◆ Assignment
In the data, extract each line that holds the string "leafy".
═════ Source data ═════
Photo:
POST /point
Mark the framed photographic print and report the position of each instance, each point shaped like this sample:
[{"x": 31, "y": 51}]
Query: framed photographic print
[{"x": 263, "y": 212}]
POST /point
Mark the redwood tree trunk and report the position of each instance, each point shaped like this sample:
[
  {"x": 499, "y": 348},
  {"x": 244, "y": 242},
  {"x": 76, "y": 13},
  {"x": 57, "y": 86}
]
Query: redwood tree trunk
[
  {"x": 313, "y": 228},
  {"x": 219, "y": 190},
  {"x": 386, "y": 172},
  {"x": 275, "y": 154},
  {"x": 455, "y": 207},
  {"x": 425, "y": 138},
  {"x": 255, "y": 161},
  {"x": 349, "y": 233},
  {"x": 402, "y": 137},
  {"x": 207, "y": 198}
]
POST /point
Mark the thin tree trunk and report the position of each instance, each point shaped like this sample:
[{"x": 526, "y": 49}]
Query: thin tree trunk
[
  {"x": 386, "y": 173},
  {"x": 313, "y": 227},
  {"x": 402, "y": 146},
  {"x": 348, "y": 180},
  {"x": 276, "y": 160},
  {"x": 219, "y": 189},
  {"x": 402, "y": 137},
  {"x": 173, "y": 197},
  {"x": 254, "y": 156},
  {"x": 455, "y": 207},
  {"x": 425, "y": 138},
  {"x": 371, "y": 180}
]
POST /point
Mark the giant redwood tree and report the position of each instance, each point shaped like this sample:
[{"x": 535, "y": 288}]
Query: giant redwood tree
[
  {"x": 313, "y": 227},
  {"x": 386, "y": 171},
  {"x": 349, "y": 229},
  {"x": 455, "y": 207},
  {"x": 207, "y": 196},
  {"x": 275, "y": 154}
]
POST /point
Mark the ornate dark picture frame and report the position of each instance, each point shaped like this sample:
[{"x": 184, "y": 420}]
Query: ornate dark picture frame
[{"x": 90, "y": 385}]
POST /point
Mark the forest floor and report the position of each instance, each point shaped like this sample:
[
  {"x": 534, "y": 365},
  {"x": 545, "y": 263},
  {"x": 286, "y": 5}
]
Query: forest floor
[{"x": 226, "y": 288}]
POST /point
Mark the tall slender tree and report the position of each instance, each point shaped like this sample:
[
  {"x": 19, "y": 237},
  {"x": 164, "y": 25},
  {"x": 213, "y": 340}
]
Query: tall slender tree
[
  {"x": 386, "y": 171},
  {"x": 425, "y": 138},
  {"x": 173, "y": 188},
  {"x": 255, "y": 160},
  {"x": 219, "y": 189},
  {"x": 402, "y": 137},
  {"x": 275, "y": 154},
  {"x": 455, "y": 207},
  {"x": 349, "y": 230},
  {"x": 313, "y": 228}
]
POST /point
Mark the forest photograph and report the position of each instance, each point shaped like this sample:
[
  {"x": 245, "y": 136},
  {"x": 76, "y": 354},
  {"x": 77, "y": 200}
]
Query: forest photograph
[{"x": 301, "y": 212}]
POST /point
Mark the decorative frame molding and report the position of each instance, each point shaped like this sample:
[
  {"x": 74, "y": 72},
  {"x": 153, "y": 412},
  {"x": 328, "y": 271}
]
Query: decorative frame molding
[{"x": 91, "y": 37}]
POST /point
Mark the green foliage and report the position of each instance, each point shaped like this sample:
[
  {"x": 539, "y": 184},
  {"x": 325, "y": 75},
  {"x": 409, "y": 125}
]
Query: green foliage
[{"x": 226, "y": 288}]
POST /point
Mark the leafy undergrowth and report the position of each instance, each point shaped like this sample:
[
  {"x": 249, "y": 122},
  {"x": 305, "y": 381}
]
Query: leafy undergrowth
═════
◆ Solution to the exercise
Mark the leafy undergrowth and report the position of each instance, each point shaped like this sample:
Query: leafy undergrowth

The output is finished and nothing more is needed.